PROBLEM A: Using the forum thread, rewrite the passage starting at "Sebe, 41, was" and ending at "son, Laporte said.", replacing "memorial service" with "remembrance service".
PROBLEM B: In the forum thread, how many people did Laporte say attended the private memorial service at the base?

PAGE TEXT:
-- Start --
Ontario Provincial Police were called to the base to assist military investigators, he added. 

Peebles also said there was no word of any memorial service or funeral arrangements Friday morning. 

Donovan said it wasn't known when or if the deceased's name would be released. No other information that could identify him — including his age, rank and job title — was being released. 

"That really falls to the family as to whether they are comfortable with the name being released right now," said Donovan.

"It's a very difficult time for the family, as you can appreciate, and they're looking to be afforded their right to be able to grieve in private." 

Donovan said he didn't expect any further information to be released Friday.


----------



## gt102 (23 Apr 2010)

RIP Soldier.

Condolences to his family, friends, and comrades.


----------



## The Bread Guy (26 Apr 2010)

R.I.P. James Sebe (PDF of bio also attached) - this, from the _Belleville Intelligencer_:


> A private memorial will occur at CFB Trenton at 2 p.m. today for Naval Lt. James Sebe, a serviceman who died in his quarters there last Wednesday.
> 
> Capt. Mark Peebles, senior public affairs officer at CFB Trenton, told The Intelligencer Monday Sebe's family had consented to the release of Sebe's name.
> 
> ...


----------



## Ammo (27 Apr 2010)

And a few additional details on Lt(N) James Sebe's life and career in the CF. RIP

http://www.intelligencer.ca/ArticleDisplay.aspx?e=2551605

Lt. James Sebe was a 'leader'  

Family and comrades remembered Naval Lt. James Sebe Monday as a man who was "all heart." 

Sebe, 41, was found dead in his quarters at CFB Trenton April 21. The military said Friday he died of natural causes. 

A private memorial service was held Monday afternoon at the base. 

"He gave it all until the end," Capt. Ian Laporte, Sebe's friend and fellow public affairs officer, told The Intelligencer by phone as the service concluded. 

He said between 120 and 150 people were in attendance. 

"It was a tribute to his career, everywhere he's been, and the person he was," said Laporte. 

Sebe lived in Hamilton with his life partner and was a father figure to her 10-year-old son, Laporte said.
-- End --
SUPPLIED DATA:
-- Start --
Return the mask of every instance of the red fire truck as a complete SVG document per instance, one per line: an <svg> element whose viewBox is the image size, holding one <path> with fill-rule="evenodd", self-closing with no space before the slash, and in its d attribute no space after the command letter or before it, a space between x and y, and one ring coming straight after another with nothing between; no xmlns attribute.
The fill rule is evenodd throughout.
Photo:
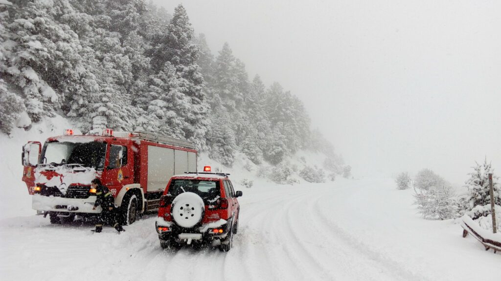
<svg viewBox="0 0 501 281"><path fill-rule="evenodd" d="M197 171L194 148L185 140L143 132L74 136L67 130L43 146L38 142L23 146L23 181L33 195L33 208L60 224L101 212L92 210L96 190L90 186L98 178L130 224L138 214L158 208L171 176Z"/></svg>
-- End --
EXERCISE OUTPUT A:
Sebe, 41, was found dead in his quarters at CFB Trenton April 21. The military said Friday he died of natural causes. 

A private remembrance service was held Monday afternoon at the base. 

"He gave it all until the end," Capt. Ian Laporte, Sebe's friend and fellow public affairs officer, told The Intelligencer by phone as the service concluded. 

He said between 120 and 150 people were in attendance. 

"It was a tribute to his career, everywhere he's been, and the person he was," said Laporte. 

Sebe lived in Hamilton with his life partner and was a father figure to her 10-year-old son, Laporte said.

EXERCISE OUTPUT B: Between 120 and 150 people.